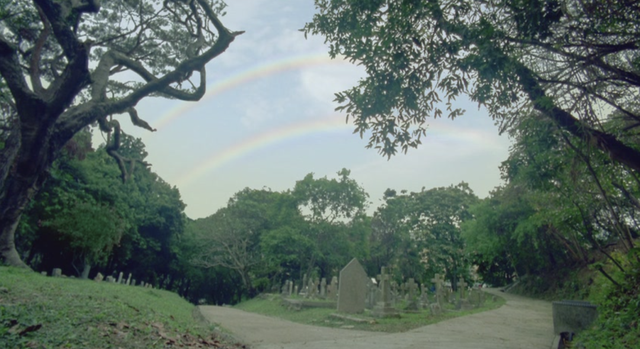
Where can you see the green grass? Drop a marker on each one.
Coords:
(271, 306)
(44, 312)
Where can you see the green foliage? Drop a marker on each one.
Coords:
(418, 234)
(618, 310)
(91, 229)
(511, 56)
(42, 312)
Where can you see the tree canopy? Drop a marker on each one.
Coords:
(574, 62)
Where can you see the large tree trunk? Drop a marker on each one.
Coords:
(26, 175)
(14, 198)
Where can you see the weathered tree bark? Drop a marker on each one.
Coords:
(47, 117)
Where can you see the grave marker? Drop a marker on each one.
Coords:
(353, 288)
(385, 307)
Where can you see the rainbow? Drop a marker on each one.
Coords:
(254, 72)
(333, 123)
(443, 132)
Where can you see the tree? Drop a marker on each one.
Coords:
(231, 237)
(571, 61)
(69, 64)
(332, 209)
(90, 230)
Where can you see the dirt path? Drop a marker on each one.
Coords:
(521, 323)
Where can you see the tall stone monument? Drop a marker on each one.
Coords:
(353, 288)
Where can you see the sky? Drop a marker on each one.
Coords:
(268, 119)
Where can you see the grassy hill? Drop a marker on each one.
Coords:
(45, 312)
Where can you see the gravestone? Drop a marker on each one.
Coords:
(435, 309)
(303, 287)
(384, 308)
(424, 295)
(333, 289)
(412, 298)
(437, 281)
(463, 301)
(476, 297)
(371, 295)
(313, 288)
(573, 316)
(323, 288)
(353, 288)
(99, 277)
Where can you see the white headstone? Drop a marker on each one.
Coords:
(353, 288)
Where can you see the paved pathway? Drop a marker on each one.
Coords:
(522, 323)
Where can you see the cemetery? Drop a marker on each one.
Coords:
(374, 304)
(260, 211)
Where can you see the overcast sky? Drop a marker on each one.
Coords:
(268, 119)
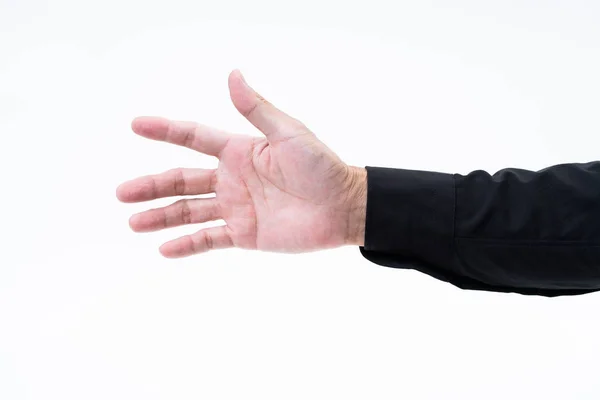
■ ■ ■ ■ ■
Your goal:
Each entry above should be written out verbatim, minus its pictures.

Worked solution:
Where can you see the green grass? Drop a marker on each one.
Coords:
(271, 306)
(44, 312)
Where can you see the green foliage? Drop a marker on each one.
Coords:
(418, 234)
(618, 310)
(91, 229)
(511, 56)
(42, 312)
Where can you see the tree canopy? Drop a marker on each one.
Coords:
(574, 62)
Where can you see the large tree trunk? Drop a marker on each one.
Coords:
(26, 175)
(14, 198)
Where can you see the weathered tree bark? Drop a marker on each one.
Coords:
(47, 117)
Where can you see the grave marker? Drop a marker on each one.
Coords:
(353, 288)
(385, 307)
Where can you see the rainbow? Drop a marker on each one.
Coords:
(254, 72)
(333, 123)
(443, 132)
Where can you see the tree? Drop a marker on each one.
Coords:
(231, 237)
(571, 61)
(69, 64)
(332, 209)
(90, 230)
Where can you see the dirt path? Drop a marker on each one.
Coords:
(521, 323)
Where can you see the tall stone monument? Drop a marker on each one.
Coords:
(353, 288)
Where can you see the sky? Drop a marker on each one.
Coords:
(268, 119)
Where can you see the grassy hill? Drop a marker on each one.
Coords:
(45, 312)
Where can you see the gravestone? Drop a marker on each one.
Coords:
(435, 309)
(303, 287)
(384, 308)
(424, 295)
(333, 289)
(412, 298)
(437, 281)
(463, 301)
(476, 297)
(371, 295)
(313, 288)
(573, 316)
(323, 288)
(353, 288)
(99, 277)
Where can you see the white headstone? Drop a marker on each one.
Coords:
(353, 288)
Where can you see the paved pathway? Drop a marker on each one.
Coords:
(522, 323)
Where can you see the cemetery? Drop a marker on each one.
Coords:
(374, 304)
(260, 211)
Where can you see the overcast sky? Drop a marker on each one.
Coords:
(268, 119)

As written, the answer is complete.